_Aim of the exercise:_ Below is some material. Copy out the lines from the one containing "spot the black stage monitor speaker." through the end of the material, both ends included, and give nothing else.

_Location identification items:_
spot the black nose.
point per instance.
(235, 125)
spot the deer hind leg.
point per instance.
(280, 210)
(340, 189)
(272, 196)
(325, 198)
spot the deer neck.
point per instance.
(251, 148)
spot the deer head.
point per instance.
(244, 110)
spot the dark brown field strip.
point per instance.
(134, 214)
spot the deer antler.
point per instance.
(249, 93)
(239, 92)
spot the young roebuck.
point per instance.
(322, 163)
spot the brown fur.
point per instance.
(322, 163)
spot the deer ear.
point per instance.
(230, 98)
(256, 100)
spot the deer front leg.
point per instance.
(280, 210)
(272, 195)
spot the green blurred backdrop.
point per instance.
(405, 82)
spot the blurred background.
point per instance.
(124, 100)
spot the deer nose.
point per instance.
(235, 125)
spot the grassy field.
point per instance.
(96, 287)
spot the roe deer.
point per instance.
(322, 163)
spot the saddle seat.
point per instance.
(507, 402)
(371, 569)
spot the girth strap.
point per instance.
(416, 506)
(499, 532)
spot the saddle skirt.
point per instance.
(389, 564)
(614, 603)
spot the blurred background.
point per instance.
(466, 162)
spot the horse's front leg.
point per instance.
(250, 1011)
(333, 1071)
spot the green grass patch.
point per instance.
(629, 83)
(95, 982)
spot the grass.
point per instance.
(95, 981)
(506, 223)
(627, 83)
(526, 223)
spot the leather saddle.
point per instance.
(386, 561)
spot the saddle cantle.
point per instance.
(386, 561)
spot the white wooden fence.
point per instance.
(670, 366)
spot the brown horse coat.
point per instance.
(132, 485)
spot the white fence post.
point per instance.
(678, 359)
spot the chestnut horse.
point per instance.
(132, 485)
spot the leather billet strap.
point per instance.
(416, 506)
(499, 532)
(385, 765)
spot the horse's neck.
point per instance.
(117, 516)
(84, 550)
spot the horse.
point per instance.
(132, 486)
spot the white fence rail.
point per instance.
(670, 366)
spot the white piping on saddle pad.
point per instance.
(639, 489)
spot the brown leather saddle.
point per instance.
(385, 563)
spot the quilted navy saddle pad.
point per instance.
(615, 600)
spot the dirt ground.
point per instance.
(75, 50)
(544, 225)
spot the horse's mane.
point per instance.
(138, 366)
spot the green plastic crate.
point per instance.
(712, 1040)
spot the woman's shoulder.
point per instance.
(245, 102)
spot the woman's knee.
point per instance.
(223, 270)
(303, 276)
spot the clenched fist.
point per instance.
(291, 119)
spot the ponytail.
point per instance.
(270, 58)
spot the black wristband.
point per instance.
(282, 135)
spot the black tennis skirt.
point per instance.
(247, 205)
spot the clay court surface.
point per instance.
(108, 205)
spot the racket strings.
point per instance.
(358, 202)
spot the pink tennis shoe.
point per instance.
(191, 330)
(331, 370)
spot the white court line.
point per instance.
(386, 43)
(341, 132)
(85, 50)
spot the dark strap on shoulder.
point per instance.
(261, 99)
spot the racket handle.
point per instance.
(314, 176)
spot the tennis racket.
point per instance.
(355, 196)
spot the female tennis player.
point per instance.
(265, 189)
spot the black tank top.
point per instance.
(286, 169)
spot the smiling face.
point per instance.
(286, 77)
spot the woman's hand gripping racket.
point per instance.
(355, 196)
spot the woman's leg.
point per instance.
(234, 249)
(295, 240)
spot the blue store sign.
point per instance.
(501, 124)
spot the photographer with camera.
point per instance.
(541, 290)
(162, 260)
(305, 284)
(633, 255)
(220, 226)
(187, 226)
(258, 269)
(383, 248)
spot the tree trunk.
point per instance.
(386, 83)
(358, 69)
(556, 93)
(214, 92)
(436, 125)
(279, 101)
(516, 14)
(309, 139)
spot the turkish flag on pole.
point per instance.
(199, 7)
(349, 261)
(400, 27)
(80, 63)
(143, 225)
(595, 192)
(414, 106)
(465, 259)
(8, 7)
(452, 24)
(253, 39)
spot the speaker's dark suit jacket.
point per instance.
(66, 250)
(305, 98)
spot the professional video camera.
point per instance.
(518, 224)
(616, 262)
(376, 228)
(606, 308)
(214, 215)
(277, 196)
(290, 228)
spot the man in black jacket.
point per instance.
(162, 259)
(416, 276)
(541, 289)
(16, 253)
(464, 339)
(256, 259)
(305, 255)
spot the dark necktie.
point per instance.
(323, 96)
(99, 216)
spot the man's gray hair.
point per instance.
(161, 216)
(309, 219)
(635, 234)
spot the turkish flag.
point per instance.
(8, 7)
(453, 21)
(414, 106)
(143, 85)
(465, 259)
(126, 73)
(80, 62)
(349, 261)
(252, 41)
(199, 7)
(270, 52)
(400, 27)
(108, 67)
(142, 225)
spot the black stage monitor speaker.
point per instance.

_Worked answer:_
spot the black stage monitor speaker.
point per instance.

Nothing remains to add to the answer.